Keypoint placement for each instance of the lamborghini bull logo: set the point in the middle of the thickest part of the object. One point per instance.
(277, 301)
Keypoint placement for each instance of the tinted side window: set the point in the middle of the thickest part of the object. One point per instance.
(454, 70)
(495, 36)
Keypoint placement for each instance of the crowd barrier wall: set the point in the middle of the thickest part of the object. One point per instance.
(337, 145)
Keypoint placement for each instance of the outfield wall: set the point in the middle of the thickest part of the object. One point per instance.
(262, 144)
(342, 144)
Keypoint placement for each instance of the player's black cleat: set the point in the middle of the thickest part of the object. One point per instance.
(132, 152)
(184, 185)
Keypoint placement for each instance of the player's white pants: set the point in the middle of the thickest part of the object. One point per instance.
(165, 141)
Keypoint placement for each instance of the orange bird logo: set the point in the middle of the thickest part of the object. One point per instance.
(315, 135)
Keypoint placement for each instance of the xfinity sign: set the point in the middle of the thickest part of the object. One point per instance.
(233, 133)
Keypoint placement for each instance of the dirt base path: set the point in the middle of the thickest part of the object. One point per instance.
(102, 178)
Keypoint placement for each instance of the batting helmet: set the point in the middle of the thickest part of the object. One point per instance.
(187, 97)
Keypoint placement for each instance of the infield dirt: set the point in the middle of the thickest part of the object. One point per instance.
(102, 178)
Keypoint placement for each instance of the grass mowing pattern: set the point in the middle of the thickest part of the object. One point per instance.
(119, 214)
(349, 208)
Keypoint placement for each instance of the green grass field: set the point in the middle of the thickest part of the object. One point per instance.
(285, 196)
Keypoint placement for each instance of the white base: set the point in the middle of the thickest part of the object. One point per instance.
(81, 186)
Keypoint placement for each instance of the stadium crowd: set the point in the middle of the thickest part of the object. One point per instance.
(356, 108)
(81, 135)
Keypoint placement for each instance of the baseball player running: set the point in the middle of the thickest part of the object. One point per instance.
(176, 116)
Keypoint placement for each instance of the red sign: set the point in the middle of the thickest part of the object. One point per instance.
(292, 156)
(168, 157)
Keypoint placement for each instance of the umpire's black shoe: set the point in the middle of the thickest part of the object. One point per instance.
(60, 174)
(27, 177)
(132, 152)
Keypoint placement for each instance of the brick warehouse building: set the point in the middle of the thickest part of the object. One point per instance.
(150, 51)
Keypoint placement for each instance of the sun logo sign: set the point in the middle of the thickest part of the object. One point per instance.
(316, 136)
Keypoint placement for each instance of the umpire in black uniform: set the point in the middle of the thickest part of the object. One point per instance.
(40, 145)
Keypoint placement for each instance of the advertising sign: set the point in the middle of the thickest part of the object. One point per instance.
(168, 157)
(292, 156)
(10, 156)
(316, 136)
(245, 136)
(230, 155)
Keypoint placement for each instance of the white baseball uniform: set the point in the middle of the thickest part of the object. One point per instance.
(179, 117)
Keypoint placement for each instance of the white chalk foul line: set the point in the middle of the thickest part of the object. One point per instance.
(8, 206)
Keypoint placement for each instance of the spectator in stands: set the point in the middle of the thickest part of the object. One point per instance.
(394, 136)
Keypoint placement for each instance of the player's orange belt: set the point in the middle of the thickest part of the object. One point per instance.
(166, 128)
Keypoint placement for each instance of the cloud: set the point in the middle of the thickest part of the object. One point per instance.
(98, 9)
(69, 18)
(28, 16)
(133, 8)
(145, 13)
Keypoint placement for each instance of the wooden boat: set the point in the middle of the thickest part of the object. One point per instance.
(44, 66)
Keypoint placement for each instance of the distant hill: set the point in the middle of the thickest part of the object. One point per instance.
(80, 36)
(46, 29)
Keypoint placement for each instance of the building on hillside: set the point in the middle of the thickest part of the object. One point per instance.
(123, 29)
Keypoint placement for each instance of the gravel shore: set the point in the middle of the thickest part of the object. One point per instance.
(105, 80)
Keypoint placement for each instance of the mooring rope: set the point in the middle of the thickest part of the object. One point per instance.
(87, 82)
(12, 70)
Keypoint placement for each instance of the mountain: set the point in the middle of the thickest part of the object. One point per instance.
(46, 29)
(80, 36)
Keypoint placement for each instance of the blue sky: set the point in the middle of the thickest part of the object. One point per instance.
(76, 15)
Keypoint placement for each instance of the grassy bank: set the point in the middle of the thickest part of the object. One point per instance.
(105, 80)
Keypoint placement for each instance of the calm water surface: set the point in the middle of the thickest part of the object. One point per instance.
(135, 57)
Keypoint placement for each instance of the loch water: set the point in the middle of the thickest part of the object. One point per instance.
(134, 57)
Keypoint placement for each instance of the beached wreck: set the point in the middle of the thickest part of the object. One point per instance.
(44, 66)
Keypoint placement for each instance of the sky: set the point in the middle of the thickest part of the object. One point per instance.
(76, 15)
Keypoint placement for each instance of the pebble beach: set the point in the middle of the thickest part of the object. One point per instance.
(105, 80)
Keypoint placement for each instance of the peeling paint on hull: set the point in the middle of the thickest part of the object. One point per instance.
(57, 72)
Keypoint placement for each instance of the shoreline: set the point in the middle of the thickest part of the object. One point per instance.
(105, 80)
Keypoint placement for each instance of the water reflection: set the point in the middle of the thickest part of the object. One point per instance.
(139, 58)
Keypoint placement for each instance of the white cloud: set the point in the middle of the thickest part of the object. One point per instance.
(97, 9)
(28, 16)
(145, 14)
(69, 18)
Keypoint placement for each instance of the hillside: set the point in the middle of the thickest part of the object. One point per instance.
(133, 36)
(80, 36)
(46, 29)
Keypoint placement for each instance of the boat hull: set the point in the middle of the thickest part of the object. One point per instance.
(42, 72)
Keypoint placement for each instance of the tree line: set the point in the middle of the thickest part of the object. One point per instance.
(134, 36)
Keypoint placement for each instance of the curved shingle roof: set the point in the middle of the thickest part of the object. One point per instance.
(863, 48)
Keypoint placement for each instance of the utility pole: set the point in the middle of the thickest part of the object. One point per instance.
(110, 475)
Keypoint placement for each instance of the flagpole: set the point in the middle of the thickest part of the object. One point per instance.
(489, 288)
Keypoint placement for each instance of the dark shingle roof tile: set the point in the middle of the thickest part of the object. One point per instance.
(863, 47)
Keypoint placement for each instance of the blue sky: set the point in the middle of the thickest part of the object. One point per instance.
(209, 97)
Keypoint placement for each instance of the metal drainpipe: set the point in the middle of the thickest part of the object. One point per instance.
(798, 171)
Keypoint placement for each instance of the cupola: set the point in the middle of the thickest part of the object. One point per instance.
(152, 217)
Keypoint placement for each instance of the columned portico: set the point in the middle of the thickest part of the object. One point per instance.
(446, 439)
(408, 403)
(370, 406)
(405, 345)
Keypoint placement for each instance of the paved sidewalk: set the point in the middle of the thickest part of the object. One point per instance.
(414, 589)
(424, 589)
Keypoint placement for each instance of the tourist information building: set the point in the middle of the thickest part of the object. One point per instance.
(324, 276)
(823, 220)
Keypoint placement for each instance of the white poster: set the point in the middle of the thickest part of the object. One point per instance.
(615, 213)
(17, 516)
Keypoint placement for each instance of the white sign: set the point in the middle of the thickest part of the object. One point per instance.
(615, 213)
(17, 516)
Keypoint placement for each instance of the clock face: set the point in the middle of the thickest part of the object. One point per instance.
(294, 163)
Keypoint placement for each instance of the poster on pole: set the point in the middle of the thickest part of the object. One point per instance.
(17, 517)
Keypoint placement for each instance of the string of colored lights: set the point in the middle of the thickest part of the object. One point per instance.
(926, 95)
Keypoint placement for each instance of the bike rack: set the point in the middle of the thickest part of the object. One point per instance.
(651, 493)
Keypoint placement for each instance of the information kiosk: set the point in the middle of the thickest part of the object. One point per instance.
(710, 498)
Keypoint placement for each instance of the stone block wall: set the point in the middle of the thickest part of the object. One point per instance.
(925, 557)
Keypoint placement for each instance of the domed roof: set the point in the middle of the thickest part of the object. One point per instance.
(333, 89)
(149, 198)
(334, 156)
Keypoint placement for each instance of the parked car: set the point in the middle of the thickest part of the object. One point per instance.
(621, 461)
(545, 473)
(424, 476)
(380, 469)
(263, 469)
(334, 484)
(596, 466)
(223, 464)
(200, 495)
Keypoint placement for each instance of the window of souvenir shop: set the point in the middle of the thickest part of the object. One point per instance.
■ ■ ■ ■ ■
[THE REQUEST]:
Write the lines out exactly, from the one with "Keypoint placement for each instance of the white sign: set" down to the last line of the listing, and leave out all others.

[ANSWER TO THE EXERCISE]:
Keypoint placement for each instance of the white sign: set the point in the middle of the thickest part of the object. One point per instance.
(615, 213)
(17, 516)
Keypoint placement for each instance of the clock face: set the point in the middle of the thickest part of the object. One point per instance.
(294, 163)
Keypoint placement for each instance of the poster on pole: set the point in the middle of the thickest part of the object. One point per instance.
(17, 517)
Keypoint placement for each instance of the string of colored lights: set the point in the middle of the thickest part of the object. One point per instance.
(926, 95)
Keypoint placement for each instance of the bike rack: set the point in the middle of the thickest part of the object. One point per instance.
(651, 493)
Keypoint placement for each instance of the information kiosk: set the point in the middle of the thickest part of the object. One point per instance.
(710, 498)
Keypoint placement for each instance of the stone block wall: set the point in the middle of the thickest part of the object. One point per instance.
(925, 557)
Keypoint placement for each instance of the domed roof: set the point in the middle of the thickest part of the object. One point per instance.
(333, 89)
(149, 198)
(334, 156)
Keypoint placement for each instance of the parked car: set the point in the middle of the thickest part of the object. One point per instance.
(621, 461)
(545, 473)
(424, 476)
(380, 469)
(263, 469)
(334, 484)
(596, 466)
(223, 464)
(200, 495)
Keypoint placement for each instance of the window of souvenir shop: set the point in the middle of the thickest part of the object. One point per instance.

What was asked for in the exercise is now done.